_TEXT SHOWN_

From: Pat Hayes <phayes@ihmc.us>
Date: Fri, 27 Jun 2008 11:31:13 -0500
Message-Id: <p06230901c48ac2e52427@[]>
To: "[ontolog-forum] " <ontolog-forum@ontolog.cim3.net>
Cc: "[ontolog-forum]" <ontolog-forum@ontolog.cim3.net>, "John F. Sowa" <sowa@bestweb.net>, welty@watson.ibm.com, semantic_web@googlegroups.com, "public-semweb-lifesci hcls" <public-semweb-lifesci@w3.org>, semanticweb@yahoogroups.com, "Obrst, Leo J." <lobrst@mitre.org>, "Adrian Walker" <adriandwalker@gmail.com>
At 9:37 AM -0400 6/27/08, Adrian Walker wrote:
>Pat, John, Chimeze and all --
>Illuminating discussion.

FWIW, all my replies to three of the groups in your CC line get 
rejected, so somebody is only getting half the story :-)

>Two points:
>1. If you move to from SQL-like NAF reasoning, to full FOL with 
>closure statements at the meta level, you may also be moving from 
>low order polynomial computational complexity to exponential, or 
>even into the undecidable region.

Well, maybe, but I don't see how. The actual reasoning process would 
be very similar, its really only the semantics that changes. Thats 
assuming that you have the metadata to hand, of course: if you have 
to do arbitrary FO reasoning to extract the relevant metadata, then 
yes, that is theoretically undecideable.

I'm not all that worried about worst-case results like this, though. 
The worst-case for RDF is already NP-complete, but that doesn't seem 
to impact actual practice. Any useful general-purpose ontology 
language is going to be undecideable.

>  A succinct paper on this issue would be good to have.
>2.  Some of the worry about SQL-NAF possibly leading to wrong 
>conclusions appears to come from the assumption that the intended 
>real world meaning of things like p133(?X,?Y) is nowhere documented.

Being documented isnt the point: it has to be accessible to the 
actual reasoning.

>  However, if you attach English sentences to  predicates [1], and 
>hide the predicates themselves, then answers from your deductions 
>can be sentences like
>  "Assuming that we have all the relevant data, as of 20080627, Pat 
>does not work for IBM".

_GIVEN INFORMATION_
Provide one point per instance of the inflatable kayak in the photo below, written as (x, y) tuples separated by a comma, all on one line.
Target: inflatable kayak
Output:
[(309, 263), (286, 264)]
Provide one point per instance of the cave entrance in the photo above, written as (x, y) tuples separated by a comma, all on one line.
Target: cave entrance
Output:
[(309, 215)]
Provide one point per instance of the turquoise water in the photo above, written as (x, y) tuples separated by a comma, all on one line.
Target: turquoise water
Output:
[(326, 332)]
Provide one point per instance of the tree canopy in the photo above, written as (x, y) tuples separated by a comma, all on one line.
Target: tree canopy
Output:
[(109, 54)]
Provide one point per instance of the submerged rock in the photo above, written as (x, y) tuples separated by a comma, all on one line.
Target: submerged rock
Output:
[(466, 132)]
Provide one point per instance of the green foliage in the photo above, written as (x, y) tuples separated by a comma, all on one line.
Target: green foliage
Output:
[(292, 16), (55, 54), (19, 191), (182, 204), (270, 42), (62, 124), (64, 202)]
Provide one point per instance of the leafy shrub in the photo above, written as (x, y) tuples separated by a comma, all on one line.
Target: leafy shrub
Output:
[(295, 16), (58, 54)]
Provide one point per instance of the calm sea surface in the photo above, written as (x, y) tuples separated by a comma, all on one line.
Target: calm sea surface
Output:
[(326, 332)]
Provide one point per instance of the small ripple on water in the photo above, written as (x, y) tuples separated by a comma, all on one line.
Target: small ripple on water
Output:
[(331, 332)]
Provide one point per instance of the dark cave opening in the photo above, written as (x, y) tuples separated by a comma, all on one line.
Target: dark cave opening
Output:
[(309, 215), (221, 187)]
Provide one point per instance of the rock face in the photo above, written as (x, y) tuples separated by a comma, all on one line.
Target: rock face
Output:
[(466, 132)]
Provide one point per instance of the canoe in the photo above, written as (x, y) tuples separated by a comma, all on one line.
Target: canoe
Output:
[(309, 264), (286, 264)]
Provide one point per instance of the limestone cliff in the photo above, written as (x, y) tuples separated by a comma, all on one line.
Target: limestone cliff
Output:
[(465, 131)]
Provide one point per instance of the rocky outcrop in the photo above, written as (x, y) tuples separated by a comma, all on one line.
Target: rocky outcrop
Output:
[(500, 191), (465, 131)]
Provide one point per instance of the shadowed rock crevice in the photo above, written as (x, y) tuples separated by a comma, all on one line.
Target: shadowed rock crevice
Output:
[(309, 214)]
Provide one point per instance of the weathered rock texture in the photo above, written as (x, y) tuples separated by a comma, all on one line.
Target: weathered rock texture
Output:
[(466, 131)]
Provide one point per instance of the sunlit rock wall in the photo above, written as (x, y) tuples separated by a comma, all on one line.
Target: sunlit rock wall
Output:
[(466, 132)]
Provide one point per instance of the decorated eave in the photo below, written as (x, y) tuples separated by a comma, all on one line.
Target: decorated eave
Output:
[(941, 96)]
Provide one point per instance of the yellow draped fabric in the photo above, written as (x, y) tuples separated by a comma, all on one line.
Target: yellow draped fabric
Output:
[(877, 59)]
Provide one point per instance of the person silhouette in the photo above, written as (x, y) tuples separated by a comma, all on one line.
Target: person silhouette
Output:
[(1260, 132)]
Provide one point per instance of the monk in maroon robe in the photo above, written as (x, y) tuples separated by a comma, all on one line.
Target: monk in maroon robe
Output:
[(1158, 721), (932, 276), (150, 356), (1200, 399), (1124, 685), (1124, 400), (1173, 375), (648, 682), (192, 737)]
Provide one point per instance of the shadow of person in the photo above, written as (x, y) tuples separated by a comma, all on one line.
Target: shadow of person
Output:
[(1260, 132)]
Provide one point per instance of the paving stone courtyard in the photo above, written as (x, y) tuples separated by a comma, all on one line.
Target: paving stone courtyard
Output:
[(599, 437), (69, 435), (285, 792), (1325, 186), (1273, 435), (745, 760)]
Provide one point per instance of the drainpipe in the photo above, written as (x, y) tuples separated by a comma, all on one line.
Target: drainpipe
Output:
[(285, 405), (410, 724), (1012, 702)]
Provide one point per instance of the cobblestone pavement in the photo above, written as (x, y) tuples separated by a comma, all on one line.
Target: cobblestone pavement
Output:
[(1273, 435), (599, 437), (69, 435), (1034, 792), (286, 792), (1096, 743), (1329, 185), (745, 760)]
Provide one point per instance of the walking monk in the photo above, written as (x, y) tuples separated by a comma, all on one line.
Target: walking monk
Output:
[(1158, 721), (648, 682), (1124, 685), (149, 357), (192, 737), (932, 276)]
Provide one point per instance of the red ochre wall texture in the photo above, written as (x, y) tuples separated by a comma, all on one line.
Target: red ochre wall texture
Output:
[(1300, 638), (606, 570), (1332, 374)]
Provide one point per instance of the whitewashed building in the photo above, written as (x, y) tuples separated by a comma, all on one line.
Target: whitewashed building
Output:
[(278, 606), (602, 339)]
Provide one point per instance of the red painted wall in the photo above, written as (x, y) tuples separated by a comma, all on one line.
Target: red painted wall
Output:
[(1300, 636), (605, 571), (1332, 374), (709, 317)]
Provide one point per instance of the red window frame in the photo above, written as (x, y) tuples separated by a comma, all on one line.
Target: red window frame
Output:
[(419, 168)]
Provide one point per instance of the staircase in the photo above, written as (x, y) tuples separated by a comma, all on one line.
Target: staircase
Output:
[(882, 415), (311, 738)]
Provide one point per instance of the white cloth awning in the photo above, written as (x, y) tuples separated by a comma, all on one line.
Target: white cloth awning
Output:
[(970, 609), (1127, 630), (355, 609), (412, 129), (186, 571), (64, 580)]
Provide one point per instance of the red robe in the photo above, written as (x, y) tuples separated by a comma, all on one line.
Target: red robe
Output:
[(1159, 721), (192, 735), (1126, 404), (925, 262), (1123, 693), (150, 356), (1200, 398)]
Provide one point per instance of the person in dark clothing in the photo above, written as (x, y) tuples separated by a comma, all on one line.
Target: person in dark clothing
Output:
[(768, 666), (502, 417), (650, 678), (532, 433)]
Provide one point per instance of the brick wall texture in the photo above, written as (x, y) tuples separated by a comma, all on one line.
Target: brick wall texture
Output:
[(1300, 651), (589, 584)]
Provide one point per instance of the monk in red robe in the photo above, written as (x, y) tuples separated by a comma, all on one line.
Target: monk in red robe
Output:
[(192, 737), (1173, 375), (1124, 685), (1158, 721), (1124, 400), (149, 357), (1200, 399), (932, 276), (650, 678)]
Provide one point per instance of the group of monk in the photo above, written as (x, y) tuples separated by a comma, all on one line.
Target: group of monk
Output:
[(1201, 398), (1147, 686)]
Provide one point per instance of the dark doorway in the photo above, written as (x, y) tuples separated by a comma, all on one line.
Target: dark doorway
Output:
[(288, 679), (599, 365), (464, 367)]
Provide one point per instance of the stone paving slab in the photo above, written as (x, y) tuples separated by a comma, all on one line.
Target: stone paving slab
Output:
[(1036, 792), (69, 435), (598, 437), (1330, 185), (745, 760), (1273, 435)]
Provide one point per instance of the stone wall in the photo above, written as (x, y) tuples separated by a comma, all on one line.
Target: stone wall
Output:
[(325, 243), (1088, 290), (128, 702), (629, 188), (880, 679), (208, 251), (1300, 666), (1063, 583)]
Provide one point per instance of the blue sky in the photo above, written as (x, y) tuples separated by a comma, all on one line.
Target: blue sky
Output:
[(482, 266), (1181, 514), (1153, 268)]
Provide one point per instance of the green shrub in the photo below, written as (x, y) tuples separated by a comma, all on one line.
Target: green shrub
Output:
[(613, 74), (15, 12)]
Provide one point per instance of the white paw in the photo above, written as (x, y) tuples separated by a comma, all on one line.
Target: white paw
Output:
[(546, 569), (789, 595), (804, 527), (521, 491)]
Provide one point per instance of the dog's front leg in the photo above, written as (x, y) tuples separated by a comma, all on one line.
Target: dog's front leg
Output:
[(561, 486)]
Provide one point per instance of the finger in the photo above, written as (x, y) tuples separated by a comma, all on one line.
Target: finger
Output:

_WRITTEN TASK 1_
Using the email about negation-as-failure reasoning, decide whether each statement agrees with it, answering yes or no and quoting the words that settle it.
(a) The writer's replies to three of the groups in the CC line are rejected.
(b) The writer states that the worst case for RDF is undecidable.
(c) The writer holds that documenting a predicate's meaning is sufficient.
_WRITTEN TASK 2_
Extend the email about negation-as-failure reasoning, picking up right after its final line.
The items have no connection to the email.

_EXPECTED ANSWER 1_
(a) Yes: "all my replies to three of the groups in your CC line get rejected"
(b) No: "The worst-case for RDF is already NP-complete"
(c) No: "Being documented isnt the point: it has to be accessible to the actual reasoning."

_EXPECTED ANSWER 2_
>Then, there's no way for the English documentation to get separated 
>from the logic, because authors and users deal only with the 
>executable English.  English explanations can also help to document 
>how the answers are arrived at.

Sure, but how does the reasoning engine use those documentations?


>These two points may also be relevant for RDF [2].
>Thanks for your further thoughts.
>                                          -- Adrian
>[1]  Internet Business Logic
>A Wiki and SOA Endpoint for Executable Open Vocabulary English over 
>SQL and RDF
>Online at <http://www.reengineeringllc.com>www.reengineeringllc.com 
>Shared use is free
>Adrian Walker
>On Fri, Jun 27, 2008 at 1:34 AM, John F. Sowa 
><<mailto:sowa@bestweb.net>sowa@bestweb.net> wrote:
>I'd just like to summarize a few points, which reinforce the claim I
>made earlier:  There is an open-ended number of different variations of
>nonmonotonic logic, and it's impossible to adopt a one-size-fits-all
>solution for nonmonotonic logic.
>To paraphrase Tolstoy, every happy logic (i.e., classical) is happy
>in the same way, but every unhappy logic (nonmonotonic) is unhappy
>in its own way.
>The solution I recommend is to treat all nonmonotonic operators
>as metalevel predicates about some proposition or some proof.
>In IKL (or any other logic that supports metalevel statements),
>predicates such as is-provable(p), is-not-provable(p), is-default(p),
>has-fuzzy-value(p,x), or probability-of(p,x), are metalevel
>statements about some proposition p.
>If you assume a closed world (such as a database of all airline
>reservations or all employees), you can write metalevel axioms
>saying that anything not provable is false.  If you have an open
>world with incomplete information, you can write metalevel axioms
>that say what to do about such cases.  If you have a mixed DB
>with complete info about some things and incomplete info about
>other things, you can write axioms to say what to do in each case.
>Professional database administrators and authors who have studied
>the issue for a long time (such as Chris Date), know how to
>design and use DB systems in order to achieve predictable
>results.  Many casual users manage to avoid trouble by using
>a database as a convenient way of storing and accessing positive
>data, and they assume that the "not" operator is shorthand for
>"not found".
>In short, a logic with a classical semantics, such as CL or IKL,
>is an ideal foundation for defining the semantics of any and every
>version of nonmonotonic logic that has ever been invented.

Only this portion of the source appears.